**Description of the task**
Starting from the line containing "Please mark the car rear", give again every line through the end of the entries, word for word. Pictures stay out of the copy.
-*-*-
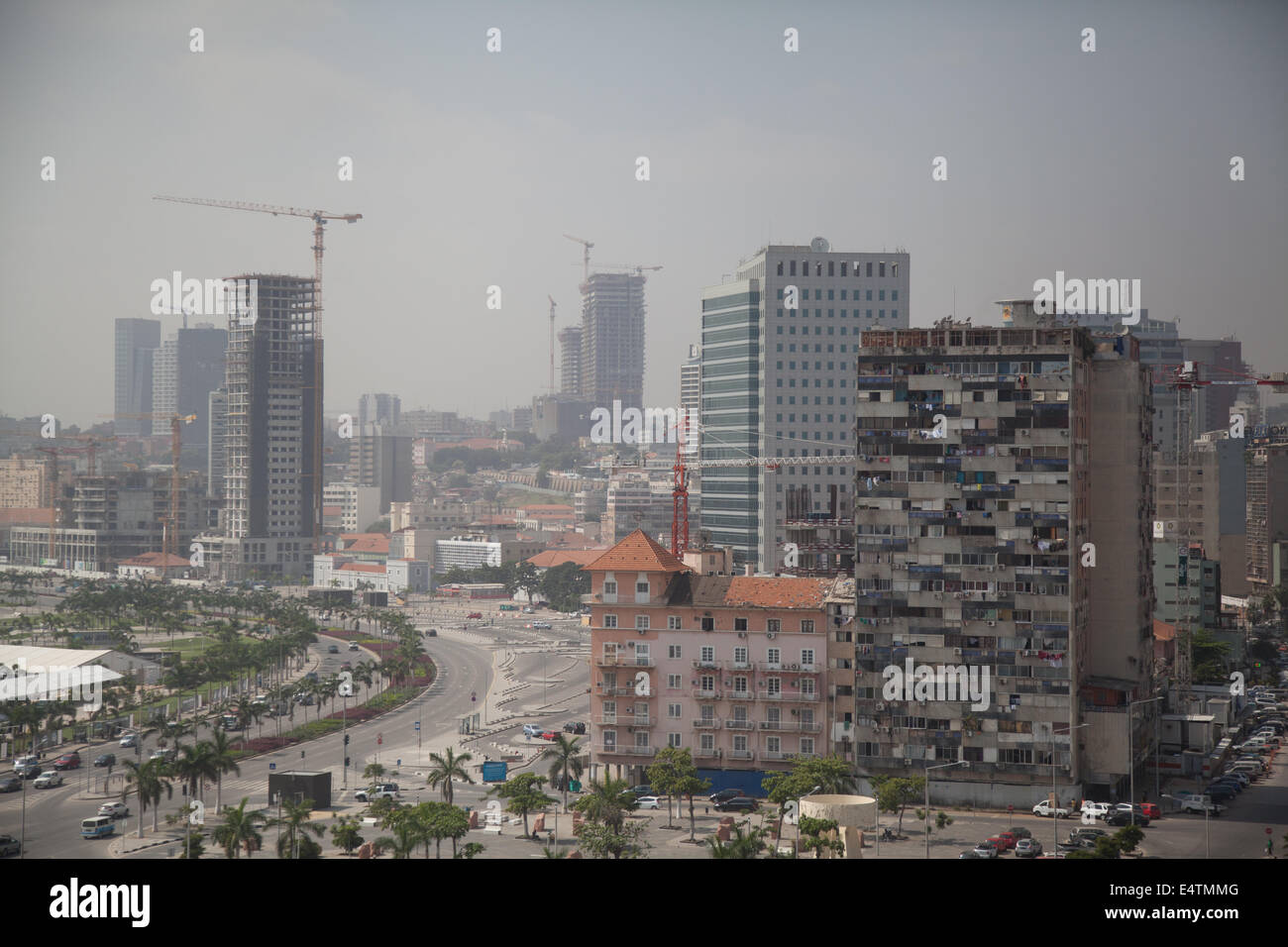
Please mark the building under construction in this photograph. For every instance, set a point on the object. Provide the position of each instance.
(273, 380)
(612, 339)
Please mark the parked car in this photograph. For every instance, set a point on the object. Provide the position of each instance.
(1046, 809)
(738, 804)
(1028, 848)
(380, 789)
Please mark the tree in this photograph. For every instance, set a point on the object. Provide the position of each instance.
(524, 795)
(240, 830)
(347, 836)
(223, 762)
(601, 840)
(894, 793)
(606, 801)
(446, 767)
(150, 781)
(673, 775)
(745, 843)
(565, 758)
(295, 819)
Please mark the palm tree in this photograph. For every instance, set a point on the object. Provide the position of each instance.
(446, 767)
(565, 758)
(606, 801)
(239, 830)
(223, 762)
(295, 819)
(150, 781)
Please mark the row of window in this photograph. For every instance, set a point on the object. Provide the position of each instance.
(675, 622)
(832, 268)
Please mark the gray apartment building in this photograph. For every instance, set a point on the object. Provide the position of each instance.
(778, 347)
(990, 458)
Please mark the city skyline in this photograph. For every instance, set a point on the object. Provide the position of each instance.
(1121, 170)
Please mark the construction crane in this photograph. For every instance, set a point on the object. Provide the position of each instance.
(552, 343)
(585, 262)
(171, 519)
(1184, 379)
(320, 219)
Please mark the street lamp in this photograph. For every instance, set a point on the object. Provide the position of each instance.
(1131, 755)
(1207, 804)
(944, 766)
(1055, 812)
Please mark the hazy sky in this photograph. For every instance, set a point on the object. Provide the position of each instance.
(469, 165)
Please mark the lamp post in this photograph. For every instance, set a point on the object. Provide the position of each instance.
(944, 766)
(1131, 755)
(1207, 804)
(1055, 813)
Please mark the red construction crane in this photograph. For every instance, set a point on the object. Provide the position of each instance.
(320, 219)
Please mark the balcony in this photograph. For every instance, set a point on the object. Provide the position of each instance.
(614, 750)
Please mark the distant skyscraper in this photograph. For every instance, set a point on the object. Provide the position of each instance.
(185, 368)
(570, 348)
(136, 342)
(378, 408)
(612, 339)
(269, 440)
(768, 392)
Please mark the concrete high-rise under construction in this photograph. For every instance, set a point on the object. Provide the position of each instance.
(612, 339)
(271, 388)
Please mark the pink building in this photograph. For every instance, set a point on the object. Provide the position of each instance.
(733, 668)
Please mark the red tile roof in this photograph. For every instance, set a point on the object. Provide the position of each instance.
(557, 557)
(638, 553)
(366, 543)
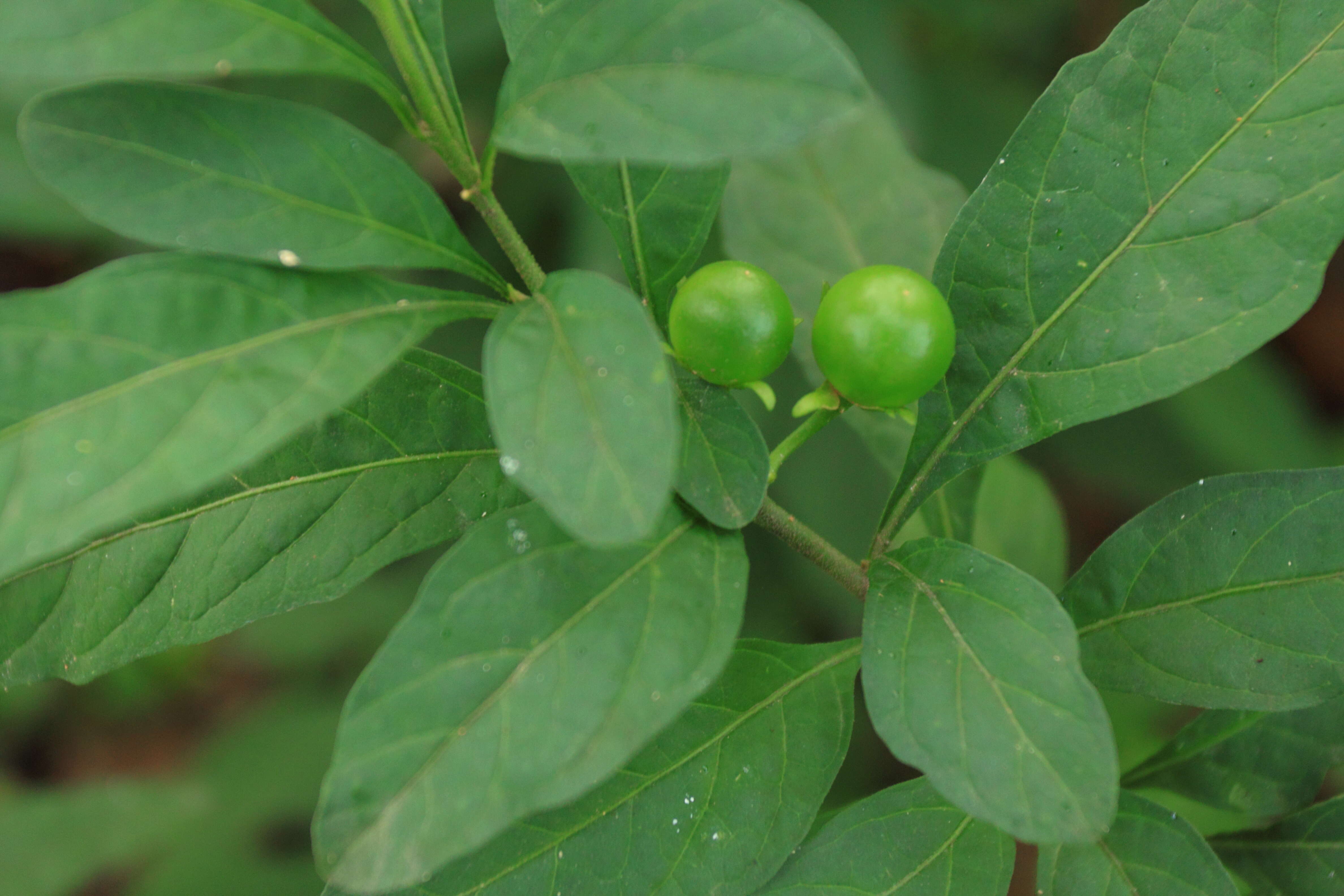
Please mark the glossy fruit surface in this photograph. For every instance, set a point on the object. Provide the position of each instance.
(732, 323)
(884, 336)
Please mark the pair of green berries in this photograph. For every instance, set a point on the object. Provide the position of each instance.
(884, 335)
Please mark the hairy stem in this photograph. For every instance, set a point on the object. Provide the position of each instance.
(812, 546)
(432, 91)
(507, 236)
(791, 444)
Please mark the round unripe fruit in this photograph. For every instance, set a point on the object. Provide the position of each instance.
(732, 324)
(884, 336)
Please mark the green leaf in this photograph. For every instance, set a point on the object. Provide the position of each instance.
(725, 463)
(530, 668)
(1013, 515)
(1167, 207)
(905, 839)
(1249, 762)
(1147, 852)
(971, 673)
(405, 467)
(56, 840)
(1300, 856)
(714, 805)
(582, 406)
(671, 81)
(660, 217)
(1019, 522)
(1224, 594)
(68, 41)
(518, 17)
(240, 175)
(152, 378)
(846, 199)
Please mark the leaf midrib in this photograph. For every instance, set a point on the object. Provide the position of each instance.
(1209, 596)
(519, 671)
(976, 405)
(246, 496)
(252, 186)
(226, 352)
(927, 590)
(777, 696)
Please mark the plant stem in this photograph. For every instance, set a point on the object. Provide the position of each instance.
(507, 236)
(435, 97)
(812, 546)
(796, 438)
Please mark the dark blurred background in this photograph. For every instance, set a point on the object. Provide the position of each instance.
(246, 722)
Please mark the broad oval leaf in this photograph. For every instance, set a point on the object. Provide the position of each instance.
(1300, 856)
(725, 463)
(1249, 762)
(713, 805)
(1167, 207)
(1225, 594)
(971, 675)
(530, 668)
(402, 468)
(1009, 511)
(152, 378)
(905, 839)
(1147, 852)
(240, 175)
(582, 406)
(673, 81)
(660, 218)
(66, 41)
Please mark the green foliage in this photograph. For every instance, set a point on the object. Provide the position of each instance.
(1131, 240)
(549, 664)
(193, 443)
(582, 406)
(725, 464)
(1252, 762)
(693, 81)
(70, 41)
(81, 831)
(717, 802)
(251, 176)
(405, 467)
(660, 218)
(1148, 851)
(1173, 605)
(971, 675)
(131, 351)
(902, 839)
(1300, 856)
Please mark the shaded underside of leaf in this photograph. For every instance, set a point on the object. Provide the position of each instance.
(1226, 594)
(405, 467)
(240, 175)
(530, 668)
(150, 379)
(1167, 207)
(971, 675)
(905, 839)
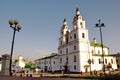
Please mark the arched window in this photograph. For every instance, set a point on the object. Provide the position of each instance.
(106, 61)
(67, 59)
(67, 37)
(98, 51)
(92, 52)
(81, 24)
(60, 60)
(99, 61)
(74, 58)
(74, 36)
(83, 35)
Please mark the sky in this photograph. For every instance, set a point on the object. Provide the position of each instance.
(41, 21)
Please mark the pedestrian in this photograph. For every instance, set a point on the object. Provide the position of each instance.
(81, 73)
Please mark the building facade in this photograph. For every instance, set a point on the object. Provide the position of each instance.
(76, 53)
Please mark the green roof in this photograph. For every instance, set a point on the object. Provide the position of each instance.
(46, 57)
(97, 45)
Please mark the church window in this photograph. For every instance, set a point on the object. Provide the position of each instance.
(83, 35)
(62, 33)
(74, 36)
(74, 67)
(74, 58)
(99, 61)
(81, 24)
(98, 51)
(60, 42)
(60, 60)
(54, 62)
(92, 61)
(106, 61)
(67, 59)
(60, 51)
(74, 47)
(66, 50)
(92, 52)
(103, 52)
(112, 61)
(67, 36)
(60, 67)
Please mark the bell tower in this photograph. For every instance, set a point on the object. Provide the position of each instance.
(78, 21)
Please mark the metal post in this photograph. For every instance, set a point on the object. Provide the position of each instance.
(15, 28)
(101, 25)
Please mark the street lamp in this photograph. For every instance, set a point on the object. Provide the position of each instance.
(99, 24)
(15, 28)
(89, 62)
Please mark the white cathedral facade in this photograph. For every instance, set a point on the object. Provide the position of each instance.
(75, 52)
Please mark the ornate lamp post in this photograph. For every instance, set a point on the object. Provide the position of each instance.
(15, 28)
(100, 25)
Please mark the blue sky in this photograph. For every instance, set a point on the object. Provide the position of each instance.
(41, 21)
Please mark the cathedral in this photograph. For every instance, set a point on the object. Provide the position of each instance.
(76, 53)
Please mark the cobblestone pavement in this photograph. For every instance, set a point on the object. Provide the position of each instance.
(36, 78)
(46, 76)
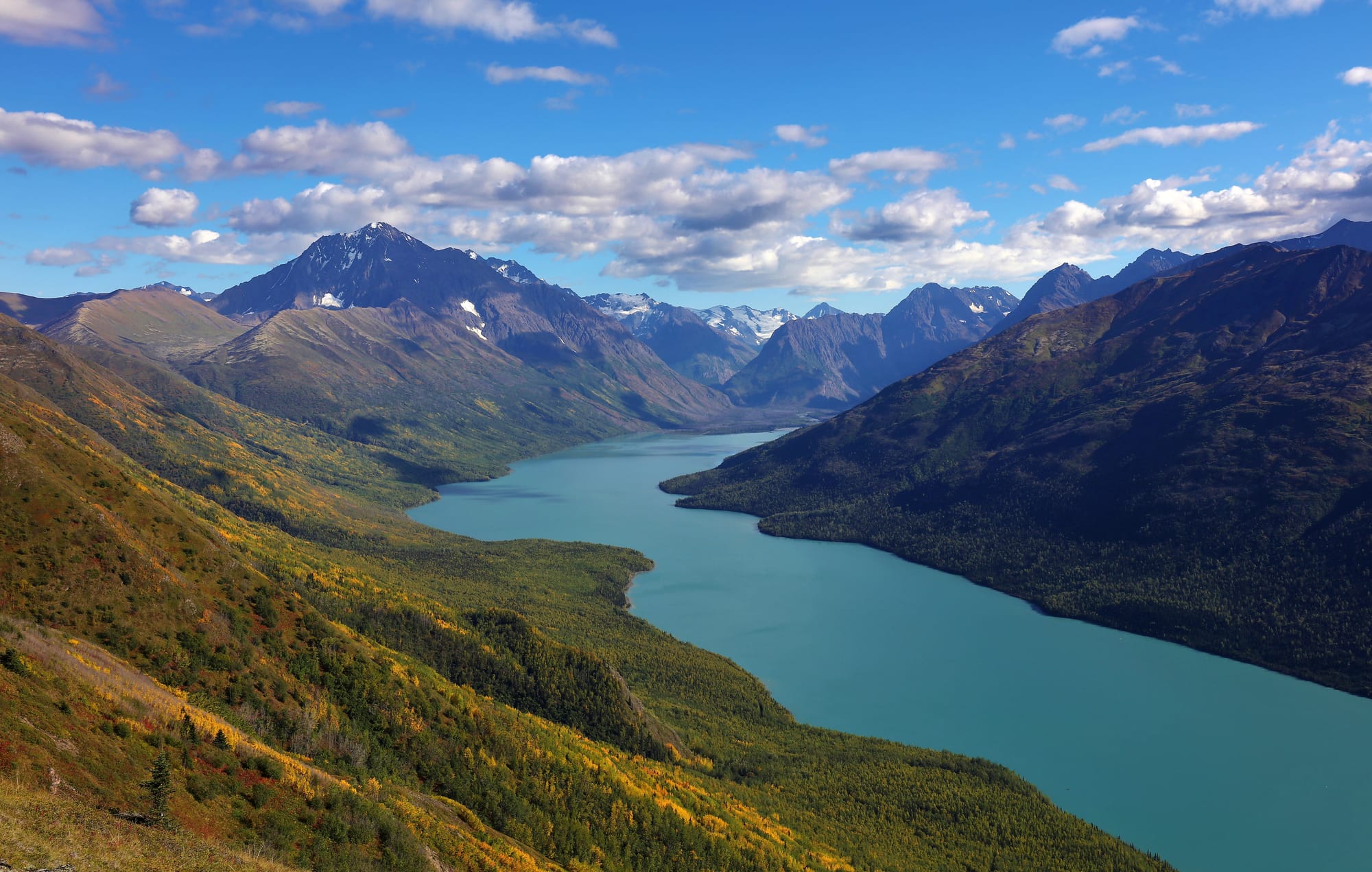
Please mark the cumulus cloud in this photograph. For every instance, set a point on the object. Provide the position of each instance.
(1277, 8)
(908, 165)
(293, 107)
(50, 22)
(1091, 32)
(810, 137)
(1358, 75)
(164, 207)
(47, 139)
(106, 88)
(921, 214)
(208, 247)
(323, 148)
(500, 74)
(1067, 122)
(500, 19)
(1181, 134)
(1167, 66)
(1193, 110)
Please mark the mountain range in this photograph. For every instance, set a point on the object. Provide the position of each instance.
(680, 336)
(836, 360)
(230, 597)
(1068, 285)
(1187, 458)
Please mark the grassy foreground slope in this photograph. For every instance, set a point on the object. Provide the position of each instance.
(400, 698)
(1190, 458)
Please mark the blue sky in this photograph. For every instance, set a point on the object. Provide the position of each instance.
(761, 152)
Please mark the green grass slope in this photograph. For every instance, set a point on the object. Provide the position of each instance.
(400, 698)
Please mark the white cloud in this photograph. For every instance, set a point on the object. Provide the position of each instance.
(50, 22)
(1091, 32)
(322, 209)
(909, 165)
(323, 148)
(1067, 122)
(1167, 66)
(1358, 75)
(164, 207)
(105, 86)
(1123, 115)
(209, 247)
(500, 19)
(320, 7)
(293, 107)
(1193, 110)
(1277, 8)
(920, 214)
(47, 139)
(1181, 134)
(500, 74)
(810, 137)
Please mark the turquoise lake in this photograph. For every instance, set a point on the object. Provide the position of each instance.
(1214, 764)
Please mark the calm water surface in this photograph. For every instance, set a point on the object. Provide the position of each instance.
(1216, 766)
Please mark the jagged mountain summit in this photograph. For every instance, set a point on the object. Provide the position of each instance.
(824, 309)
(1187, 458)
(831, 362)
(754, 325)
(431, 354)
(1068, 285)
(680, 336)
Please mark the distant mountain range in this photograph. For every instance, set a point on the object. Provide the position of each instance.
(1189, 458)
(680, 336)
(835, 360)
(1068, 285)
(452, 362)
(753, 325)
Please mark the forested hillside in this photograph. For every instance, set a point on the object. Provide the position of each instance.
(1190, 458)
(206, 591)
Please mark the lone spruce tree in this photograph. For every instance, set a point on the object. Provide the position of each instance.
(160, 789)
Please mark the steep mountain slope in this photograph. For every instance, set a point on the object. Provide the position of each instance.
(823, 364)
(753, 325)
(382, 705)
(444, 401)
(39, 310)
(678, 336)
(1190, 458)
(1068, 285)
(840, 360)
(820, 310)
(548, 328)
(163, 324)
(1353, 233)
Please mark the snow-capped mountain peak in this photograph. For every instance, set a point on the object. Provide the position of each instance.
(755, 325)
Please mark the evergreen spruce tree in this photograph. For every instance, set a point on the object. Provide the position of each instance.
(160, 789)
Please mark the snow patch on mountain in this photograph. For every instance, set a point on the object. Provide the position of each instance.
(753, 324)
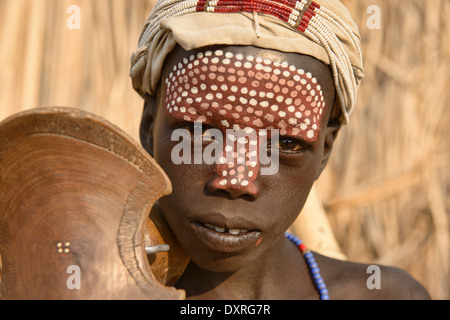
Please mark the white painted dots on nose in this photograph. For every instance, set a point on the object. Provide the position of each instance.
(243, 91)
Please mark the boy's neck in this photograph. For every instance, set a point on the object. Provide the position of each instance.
(256, 281)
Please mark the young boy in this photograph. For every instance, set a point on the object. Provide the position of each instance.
(243, 102)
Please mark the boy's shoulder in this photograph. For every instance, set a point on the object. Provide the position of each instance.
(355, 281)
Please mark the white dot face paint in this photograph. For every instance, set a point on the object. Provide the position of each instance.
(242, 91)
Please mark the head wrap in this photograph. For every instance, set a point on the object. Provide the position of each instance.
(323, 29)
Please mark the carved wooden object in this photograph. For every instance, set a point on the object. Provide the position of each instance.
(76, 191)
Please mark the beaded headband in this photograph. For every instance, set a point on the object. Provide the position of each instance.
(337, 36)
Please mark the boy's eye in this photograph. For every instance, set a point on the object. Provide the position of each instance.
(195, 130)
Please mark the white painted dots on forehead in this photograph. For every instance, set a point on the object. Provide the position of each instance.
(247, 91)
(237, 91)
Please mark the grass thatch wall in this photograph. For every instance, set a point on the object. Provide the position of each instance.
(386, 190)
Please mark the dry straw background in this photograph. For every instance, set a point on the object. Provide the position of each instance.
(386, 190)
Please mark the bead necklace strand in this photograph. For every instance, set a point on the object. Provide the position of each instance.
(312, 265)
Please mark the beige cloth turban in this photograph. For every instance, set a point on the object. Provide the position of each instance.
(323, 29)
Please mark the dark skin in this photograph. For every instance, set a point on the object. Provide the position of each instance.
(274, 269)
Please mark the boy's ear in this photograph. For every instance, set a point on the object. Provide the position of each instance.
(331, 134)
(147, 123)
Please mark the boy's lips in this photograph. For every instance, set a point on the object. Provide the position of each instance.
(226, 235)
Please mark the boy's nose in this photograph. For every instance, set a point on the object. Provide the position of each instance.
(249, 192)
(236, 171)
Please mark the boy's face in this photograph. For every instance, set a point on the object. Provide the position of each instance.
(228, 213)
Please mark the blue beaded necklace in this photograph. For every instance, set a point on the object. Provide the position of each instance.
(312, 265)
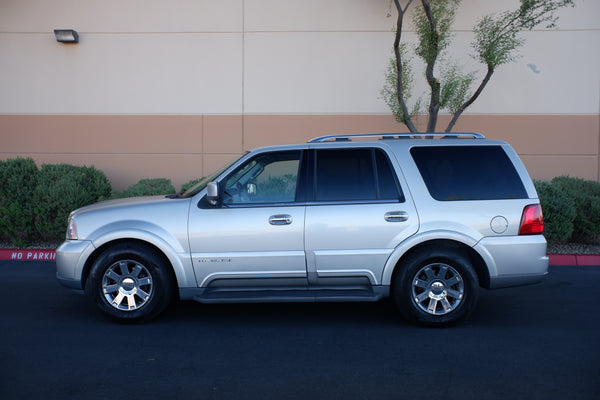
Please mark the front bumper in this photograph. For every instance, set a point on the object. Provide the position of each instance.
(70, 262)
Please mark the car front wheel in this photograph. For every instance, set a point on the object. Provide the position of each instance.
(435, 287)
(130, 283)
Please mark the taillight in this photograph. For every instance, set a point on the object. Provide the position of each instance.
(532, 221)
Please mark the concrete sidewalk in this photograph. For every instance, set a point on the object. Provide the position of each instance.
(50, 255)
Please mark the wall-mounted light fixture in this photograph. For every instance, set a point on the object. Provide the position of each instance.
(66, 36)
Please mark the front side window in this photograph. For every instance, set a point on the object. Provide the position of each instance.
(266, 178)
(354, 175)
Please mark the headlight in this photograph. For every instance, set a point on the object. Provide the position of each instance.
(72, 229)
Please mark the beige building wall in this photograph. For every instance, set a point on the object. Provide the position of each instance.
(175, 89)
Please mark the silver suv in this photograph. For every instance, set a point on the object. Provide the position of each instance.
(424, 220)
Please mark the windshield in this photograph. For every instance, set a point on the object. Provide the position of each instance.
(205, 180)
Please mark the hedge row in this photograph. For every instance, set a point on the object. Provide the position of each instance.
(571, 208)
(35, 203)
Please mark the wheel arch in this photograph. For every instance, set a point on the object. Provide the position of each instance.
(133, 242)
(476, 260)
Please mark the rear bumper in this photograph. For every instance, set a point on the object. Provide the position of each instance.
(514, 260)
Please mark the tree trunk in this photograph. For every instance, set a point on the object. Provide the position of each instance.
(462, 108)
(407, 120)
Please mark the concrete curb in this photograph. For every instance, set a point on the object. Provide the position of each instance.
(50, 255)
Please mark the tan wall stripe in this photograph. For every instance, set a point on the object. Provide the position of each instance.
(183, 147)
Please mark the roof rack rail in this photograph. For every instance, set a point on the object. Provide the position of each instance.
(441, 135)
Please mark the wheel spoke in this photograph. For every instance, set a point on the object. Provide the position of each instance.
(446, 305)
(130, 302)
(118, 299)
(123, 267)
(437, 289)
(142, 295)
(136, 271)
(422, 296)
(453, 280)
(432, 306)
(145, 281)
(420, 283)
(113, 275)
(455, 294)
(111, 288)
(442, 272)
(429, 272)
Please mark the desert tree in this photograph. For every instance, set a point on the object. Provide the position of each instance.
(496, 43)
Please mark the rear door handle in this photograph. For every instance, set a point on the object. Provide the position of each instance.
(396, 216)
(280, 219)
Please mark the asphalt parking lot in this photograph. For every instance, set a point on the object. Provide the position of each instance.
(535, 342)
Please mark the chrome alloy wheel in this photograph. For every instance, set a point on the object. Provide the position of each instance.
(437, 289)
(127, 285)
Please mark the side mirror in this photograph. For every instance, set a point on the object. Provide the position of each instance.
(212, 193)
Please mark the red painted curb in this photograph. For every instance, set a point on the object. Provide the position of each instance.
(28, 254)
(575, 259)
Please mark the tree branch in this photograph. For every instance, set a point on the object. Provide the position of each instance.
(474, 97)
(434, 84)
(407, 120)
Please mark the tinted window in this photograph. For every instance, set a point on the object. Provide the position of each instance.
(468, 173)
(267, 178)
(354, 174)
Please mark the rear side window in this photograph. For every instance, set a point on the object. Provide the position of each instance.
(354, 175)
(468, 173)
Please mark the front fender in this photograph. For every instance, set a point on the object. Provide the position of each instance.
(176, 252)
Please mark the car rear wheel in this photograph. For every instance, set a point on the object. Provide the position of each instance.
(130, 283)
(435, 287)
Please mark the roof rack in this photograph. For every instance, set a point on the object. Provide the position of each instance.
(441, 135)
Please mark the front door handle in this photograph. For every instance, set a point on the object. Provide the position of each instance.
(396, 216)
(280, 219)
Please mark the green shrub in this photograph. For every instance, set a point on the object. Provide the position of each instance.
(149, 187)
(585, 196)
(18, 179)
(559, 212)
(62, 188)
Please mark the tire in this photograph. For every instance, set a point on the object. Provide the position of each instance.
(130, 283)
(435, 287)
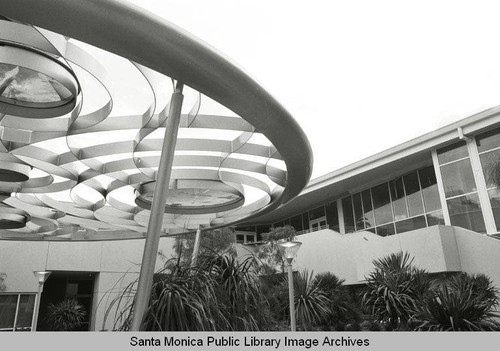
-*-*-
**Completed exercise**
Please mark the car rear wheel in this photograph. For every instance, set a point on the object. Provide the position of each instance.
(130, 283)
(435, 287)
Please mark the roof rack in this photograph. For every instance, set a point on the object. Provide the position of each instance.
(441, 135)
Please mark the front door handle in this photograph. For every instance, set a point on the object. Provide the position of each instance.
(396, 216)
(280, 219)
Please mark the green shrub in this photograph. For every instance, set a point on the object. Provide the position of each instance.
(149, 187)
(585, 196)
(18, 179)
(559, 212)
(62, 188)
Please mark the tire in this photograph. For every instance, set a point on the object. Provide the position of each instance.
(130, 283)
(435, 287)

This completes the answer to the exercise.